Dans l'Est du pays, la situation s'est améliorée depuis. "Il y a eu un 'retard à l’allumage'", mais les lits des hôpitaux privés commencent à être "bien occupés", explique à franceinfo Marie-Sophie Desaulle, présidente de la Fédération des établissements hospitaliers et aide à la personne (Fehap). Ce recours au privé a été moins poussif ailleurs. Dans les Hauts-de-France, des cliniques de l'agglomération lilloise ont accueilli neuf premiers patients en provenance des CHU de Lille et Tourcoing, a rapporté le site d'informations Médiacités. Ces malades ne sont pas atteints par le Covid-19, mais ont été transférés pour soulager les établissements publics.

En Ile-de-France, où les établissements publics commencent à être submergés, les cliniques sont déjà sollicitées pour prendre en charge des personnes contaminées. "Depuis une semaine, nous avons des personnes atteintes par le Covid-19", relate auprès de franceinfo Pierre Lanot, secrétaire général du syndicat national des anesthésistes réanimateurs de France, qui exerce à l'hôpital privé d'Antony (Hauts-de-Seine).

Nos lits de réanimation sont pleins. Nous en avions 14 à l'origine, l'agence régionale de santé nous a demandé de grimper jusqu'à 44.

Pierre Lanot, anesthésiste réanimateur à l'hôpital privé d'Antony

à franceinfo

Il se félicite de la coordination entre établissements publics et privés mise en place par l'ARS d'Ile-de-France. Une gestion citée en exemple par nombre de professionnels de santé du secteur privé contactés par franceinfo. En effet, les hôpitaux et cliniques sont passés en "plan blanc" depuis le 6 mars. Dans ce cadre, ce sont les ARS qui pilotent la réponse sanitaire sur le terrain.

QUESTIONS DE LECTURE:
1. Répondez à ces questions sur le texte consacré aux cliniques privées face au Covid-19 :
(a) Combien de premiers patients les cliniques de l'agglomération lilloise ont-elles accueillis, et de quels établissements venaient-ils ?
(b) Combien de lits de réanimation l'hôpital privé d'Antony comptait-il à l'origine, et jusqu'à combien l'agence régionale de santé lui a-t-elle demandé d'aller ?
(c) Depuis quelle date les hôpitaux et cliniques sont-ils passés en « plan blanc » ?
2. Écrivez la suite du texte sur le recours aux cliniques privées pendant l'épidémie de Covid-19, à partir de sa dernière phrase.

LISTE EXTRAITE:
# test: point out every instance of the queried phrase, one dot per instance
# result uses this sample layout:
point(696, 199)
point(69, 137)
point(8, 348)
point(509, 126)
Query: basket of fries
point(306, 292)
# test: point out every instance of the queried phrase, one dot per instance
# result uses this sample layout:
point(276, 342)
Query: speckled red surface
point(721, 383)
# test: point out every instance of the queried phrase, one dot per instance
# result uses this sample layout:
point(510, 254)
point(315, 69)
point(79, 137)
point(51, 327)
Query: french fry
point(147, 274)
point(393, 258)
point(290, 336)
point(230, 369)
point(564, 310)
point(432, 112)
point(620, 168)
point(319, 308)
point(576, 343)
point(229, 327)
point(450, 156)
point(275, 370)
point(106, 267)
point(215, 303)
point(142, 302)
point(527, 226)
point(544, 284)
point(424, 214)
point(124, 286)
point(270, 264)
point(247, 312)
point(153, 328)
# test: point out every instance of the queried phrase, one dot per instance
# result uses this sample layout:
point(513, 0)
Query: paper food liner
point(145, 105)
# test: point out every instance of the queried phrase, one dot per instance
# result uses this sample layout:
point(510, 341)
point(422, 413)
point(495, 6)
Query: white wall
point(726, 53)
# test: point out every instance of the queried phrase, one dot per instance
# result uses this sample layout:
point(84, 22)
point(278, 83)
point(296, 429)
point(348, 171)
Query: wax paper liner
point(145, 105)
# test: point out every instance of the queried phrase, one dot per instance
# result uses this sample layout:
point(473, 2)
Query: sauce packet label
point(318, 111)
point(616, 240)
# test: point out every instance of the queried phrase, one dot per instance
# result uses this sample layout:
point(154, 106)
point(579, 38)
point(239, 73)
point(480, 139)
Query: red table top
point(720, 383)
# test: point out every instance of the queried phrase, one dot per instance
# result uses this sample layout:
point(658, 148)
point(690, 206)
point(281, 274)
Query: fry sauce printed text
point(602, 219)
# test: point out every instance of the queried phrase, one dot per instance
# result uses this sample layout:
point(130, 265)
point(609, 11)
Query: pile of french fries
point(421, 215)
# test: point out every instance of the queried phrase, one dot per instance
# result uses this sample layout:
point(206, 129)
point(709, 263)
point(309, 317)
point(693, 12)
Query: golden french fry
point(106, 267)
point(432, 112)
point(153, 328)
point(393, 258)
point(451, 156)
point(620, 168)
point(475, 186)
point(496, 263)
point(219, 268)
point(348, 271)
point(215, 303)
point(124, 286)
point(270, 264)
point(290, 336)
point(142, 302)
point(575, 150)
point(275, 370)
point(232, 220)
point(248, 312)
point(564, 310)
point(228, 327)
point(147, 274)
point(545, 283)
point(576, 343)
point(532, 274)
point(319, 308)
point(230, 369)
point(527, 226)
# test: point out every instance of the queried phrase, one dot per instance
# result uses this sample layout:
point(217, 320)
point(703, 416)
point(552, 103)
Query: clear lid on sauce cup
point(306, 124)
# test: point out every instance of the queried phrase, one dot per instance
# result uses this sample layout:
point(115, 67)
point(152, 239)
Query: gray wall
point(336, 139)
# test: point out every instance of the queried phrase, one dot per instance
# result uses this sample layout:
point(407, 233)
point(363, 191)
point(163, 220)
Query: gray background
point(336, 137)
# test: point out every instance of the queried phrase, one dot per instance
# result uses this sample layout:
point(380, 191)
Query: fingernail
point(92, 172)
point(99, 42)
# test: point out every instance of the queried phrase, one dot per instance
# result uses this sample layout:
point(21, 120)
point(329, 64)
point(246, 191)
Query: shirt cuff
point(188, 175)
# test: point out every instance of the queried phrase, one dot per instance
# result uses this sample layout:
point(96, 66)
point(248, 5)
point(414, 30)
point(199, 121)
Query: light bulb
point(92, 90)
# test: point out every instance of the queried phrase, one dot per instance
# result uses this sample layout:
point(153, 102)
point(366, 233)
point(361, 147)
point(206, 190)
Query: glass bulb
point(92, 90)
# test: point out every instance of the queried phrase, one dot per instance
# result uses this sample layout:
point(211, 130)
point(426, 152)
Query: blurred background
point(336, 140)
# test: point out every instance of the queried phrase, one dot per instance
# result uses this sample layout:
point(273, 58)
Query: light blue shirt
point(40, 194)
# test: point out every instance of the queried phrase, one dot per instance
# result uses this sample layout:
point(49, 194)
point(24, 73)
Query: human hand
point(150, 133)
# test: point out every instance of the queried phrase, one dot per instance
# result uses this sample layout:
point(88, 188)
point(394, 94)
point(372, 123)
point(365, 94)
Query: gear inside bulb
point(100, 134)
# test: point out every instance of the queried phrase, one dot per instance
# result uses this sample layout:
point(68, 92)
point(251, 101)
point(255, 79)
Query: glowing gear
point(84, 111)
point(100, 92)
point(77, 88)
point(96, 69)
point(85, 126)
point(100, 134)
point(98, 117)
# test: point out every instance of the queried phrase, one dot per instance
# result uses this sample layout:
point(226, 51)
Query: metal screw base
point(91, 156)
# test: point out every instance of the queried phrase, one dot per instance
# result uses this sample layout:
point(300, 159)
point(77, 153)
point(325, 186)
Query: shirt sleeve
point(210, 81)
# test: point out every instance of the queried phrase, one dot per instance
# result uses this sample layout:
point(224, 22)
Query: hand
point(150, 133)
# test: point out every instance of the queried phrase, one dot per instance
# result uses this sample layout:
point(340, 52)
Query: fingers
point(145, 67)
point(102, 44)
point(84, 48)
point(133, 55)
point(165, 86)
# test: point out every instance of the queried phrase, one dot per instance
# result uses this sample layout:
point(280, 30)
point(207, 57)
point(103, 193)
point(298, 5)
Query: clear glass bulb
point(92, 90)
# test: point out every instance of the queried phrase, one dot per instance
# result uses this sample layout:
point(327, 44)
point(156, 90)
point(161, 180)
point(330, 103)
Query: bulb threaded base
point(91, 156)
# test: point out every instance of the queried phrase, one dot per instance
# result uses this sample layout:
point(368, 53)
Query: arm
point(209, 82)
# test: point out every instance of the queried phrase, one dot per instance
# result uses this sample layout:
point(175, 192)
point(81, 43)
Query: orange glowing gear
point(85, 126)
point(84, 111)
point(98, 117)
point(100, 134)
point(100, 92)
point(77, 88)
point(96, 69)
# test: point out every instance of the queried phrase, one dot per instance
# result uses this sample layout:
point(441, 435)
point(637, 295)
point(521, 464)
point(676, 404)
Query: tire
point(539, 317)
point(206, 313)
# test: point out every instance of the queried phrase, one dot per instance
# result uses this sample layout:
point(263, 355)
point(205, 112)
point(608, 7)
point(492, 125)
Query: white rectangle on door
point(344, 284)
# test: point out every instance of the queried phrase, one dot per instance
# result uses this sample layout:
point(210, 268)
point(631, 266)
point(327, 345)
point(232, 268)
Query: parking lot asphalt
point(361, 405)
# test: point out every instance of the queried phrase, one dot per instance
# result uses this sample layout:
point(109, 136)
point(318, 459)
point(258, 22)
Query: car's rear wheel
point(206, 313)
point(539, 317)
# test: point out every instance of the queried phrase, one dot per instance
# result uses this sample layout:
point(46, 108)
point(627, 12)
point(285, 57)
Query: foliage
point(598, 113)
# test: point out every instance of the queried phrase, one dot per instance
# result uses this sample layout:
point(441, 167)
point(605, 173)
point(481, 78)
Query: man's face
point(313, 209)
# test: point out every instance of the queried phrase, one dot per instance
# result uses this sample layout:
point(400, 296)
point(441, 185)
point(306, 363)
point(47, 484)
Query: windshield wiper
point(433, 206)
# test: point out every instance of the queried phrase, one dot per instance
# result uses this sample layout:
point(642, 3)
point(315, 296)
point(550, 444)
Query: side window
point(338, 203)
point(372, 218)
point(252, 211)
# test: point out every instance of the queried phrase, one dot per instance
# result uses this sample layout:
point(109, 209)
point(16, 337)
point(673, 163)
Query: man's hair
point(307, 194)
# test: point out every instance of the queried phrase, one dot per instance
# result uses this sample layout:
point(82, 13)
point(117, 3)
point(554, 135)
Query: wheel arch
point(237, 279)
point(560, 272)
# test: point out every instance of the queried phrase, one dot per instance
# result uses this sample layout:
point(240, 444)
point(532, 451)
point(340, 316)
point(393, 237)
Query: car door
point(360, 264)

CORRIGÉ:
1.
(a) Neuf patients, venus des CHU de Lille et Tourcoing.
(b) 14 lits à l'origine, et l'agence régionale de santé lui a demandé de monter jusqu'à 44.
(c) Depuis le 6 mars.

2.
Des cliniques au ralenti

Concrètement, l'ensemble des établissements privés de France ont freiné leurs activités depuis deux semaines afin de pouvoir renforcer les hôpitaux publics en cas de nécessité. "Nous avons déprogrammé 100 000 interventions chirurgicales non urgentes la semaine dernière et autant cette semaine, ce qui a permis de libérer 40 à 60 lits par établissement", indique la FHP (un chiffre qui n'inclut pas le privé non-lucratif). Résultat, les acteurs du privé ne prennent en charge que les urgences, ou des activités de cancérologie lorsque l'état du patient ne permet pas de différer l'intervention de quelques semaines.

Sauf que l'épidémie n'a pas encore frappé toutes les régions. La Bretagne, par exemple, est encore relativement épargnée malgré la présence d'un regroupement de cas dans le Morbihan. Ainsi, l'hôpital Saint-Grégoire près de Rennes (Ille-et-Vilaine), l'un des plus grands centres hospitaliers privés de France, ne connaît qu'"un cinquième" de son activité habituelle, jauge auprès de franceinfo Ronan Dubois, son directeur général. 

En Occitanie, la vague n'est "pas vraiment arrivée", commente auprès de franceinfo Yildiray Kucukoglu, directeur général de la clinique des Cèdres à Toulouse (Haute-Garonne). Son établissement n'accueille pour le moment que trois personnes atteintes du coronavirus, mais le dirigeant assure que ses équipes sont prêtes pour un pic d'activité.

Un dispositif qui continue d'évoluer

Si les hôpitaux ne débordent pas partout, la mise en place d'un dispositif exceptionnel ne cesse de s'affiner. Nadia*, infirmière dans une clinique de l'Essonne, évoque auprès de franceinfo des réunions de crise quotidiennes. "La création d’un service de réanimation a été actée hier. On aura dix lits", raconte-t-elle.

Ronan Dubois, le directeur général de l'hôpital Saint-Grégoire, rapporte avoir des réunions quotidiennes avec l'ARS et le centre hospitalier de Rennes. "Si le CHU commence à être débordé, avant d'être totalement plein, il doit nous envoyer tous les patients non Covid-19 urgents qu'il ne pourrait plus prendre en charge, explique-t-il. Il ne pourrait plus les prendre en charge parce que ses services de réanimation et ses soins intensifs chirurgicaux seront occcupés par le Covid-19. Nous n'en sommes pas encore à ce niveau-là, mais c'est prévu."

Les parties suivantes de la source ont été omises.